> **Written tasks**
[a] In the book description, which company set the Arabic parallel text, and where is it based?
[b] Transcribe the book description from "About The Book" up to and including "the English translation.".

> **Given text**

About The Book
This is the first English translation of works attributed to Abu Madyan, a seminal figure of Sufism in Muslim Spain and North Africa. The Arabic text accompanying the English translation also represents the first scholarly edition of these works in the original language. The variety of Abu Madyan’s oeuvre, which includes doctrinal treatises, aphorisms, and poetical works in the ode, qasida, style, provides a unique opportunity for students of Arabic and Sufism, as well as the interested layman, to experience several of the most important genres of religious writing in the Islamic Middle Period. The Arabic texts have been extensively vocalised in order to aid the student. The work as a whole is well-suited for use as a reader for advanced level classes in the Arabic language. In addition, notes have been provided in the English translation.
The Arabic parallel text, set by DecoType, Amsterdam, marks the debut of a new form of calligraphic typesetting in the classical Nashkstyle, combining state-of-the-art computer technology with unique faithfulness to the great calligraphic tradition of the Islamic world.

> **Extracted material**
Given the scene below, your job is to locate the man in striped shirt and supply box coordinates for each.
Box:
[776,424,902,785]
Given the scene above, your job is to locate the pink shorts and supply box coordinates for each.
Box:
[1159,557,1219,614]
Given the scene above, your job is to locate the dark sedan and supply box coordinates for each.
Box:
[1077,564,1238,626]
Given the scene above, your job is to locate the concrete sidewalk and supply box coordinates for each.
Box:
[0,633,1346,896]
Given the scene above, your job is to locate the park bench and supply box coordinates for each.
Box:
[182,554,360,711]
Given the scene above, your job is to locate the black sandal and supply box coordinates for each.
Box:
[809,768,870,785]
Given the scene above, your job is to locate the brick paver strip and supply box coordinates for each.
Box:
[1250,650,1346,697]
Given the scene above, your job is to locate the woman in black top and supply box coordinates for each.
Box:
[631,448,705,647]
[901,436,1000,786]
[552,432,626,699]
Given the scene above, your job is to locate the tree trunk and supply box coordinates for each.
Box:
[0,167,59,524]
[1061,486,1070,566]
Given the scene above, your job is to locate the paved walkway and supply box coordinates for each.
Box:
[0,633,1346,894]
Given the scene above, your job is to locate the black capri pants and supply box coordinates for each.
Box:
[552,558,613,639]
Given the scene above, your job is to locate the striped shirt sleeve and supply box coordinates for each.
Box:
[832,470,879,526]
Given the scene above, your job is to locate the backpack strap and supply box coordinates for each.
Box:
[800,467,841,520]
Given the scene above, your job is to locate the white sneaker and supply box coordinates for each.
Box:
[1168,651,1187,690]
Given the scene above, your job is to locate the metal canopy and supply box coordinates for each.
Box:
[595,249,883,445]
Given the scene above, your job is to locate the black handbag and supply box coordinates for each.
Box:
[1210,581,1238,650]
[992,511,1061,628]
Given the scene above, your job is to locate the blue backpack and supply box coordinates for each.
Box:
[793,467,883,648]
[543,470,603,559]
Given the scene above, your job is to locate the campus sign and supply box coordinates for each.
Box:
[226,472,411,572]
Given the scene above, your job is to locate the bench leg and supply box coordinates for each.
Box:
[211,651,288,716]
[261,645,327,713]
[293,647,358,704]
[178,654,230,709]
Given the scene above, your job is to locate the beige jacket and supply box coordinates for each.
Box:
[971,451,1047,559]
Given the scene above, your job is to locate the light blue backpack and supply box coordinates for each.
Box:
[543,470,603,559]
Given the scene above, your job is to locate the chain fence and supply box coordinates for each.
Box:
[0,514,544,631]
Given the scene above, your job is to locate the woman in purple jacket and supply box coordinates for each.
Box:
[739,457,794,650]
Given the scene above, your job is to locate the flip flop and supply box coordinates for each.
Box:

> **Answers per task**
[a] DecoType, in Amsterdam.

[b]
About The Book
This is the first English translation of works attributed to Abu Madyan, a seminal figure of Sufism in Muslim Spain and North Africa. The Arabic text accompanying the English translation also represents the first scholarly edition of these works in the original language. The variety of Abu Madyan’s oeuvre, which includes doctrinal treatises, aphorisms, and poetical works in the ode, qasida, style, provides a unique opportunity for students of Arabic and Sufism, as well as the interested layman, to experience several of the most important genres of religious writing in the Islamic Middle Period. The Arabic texts have been extensively vocalised in order to aid the student. The work as a whole is well-suited for use as a reader for advanced level classes in the Arabic language. In addition, notes have been provided in the English translation.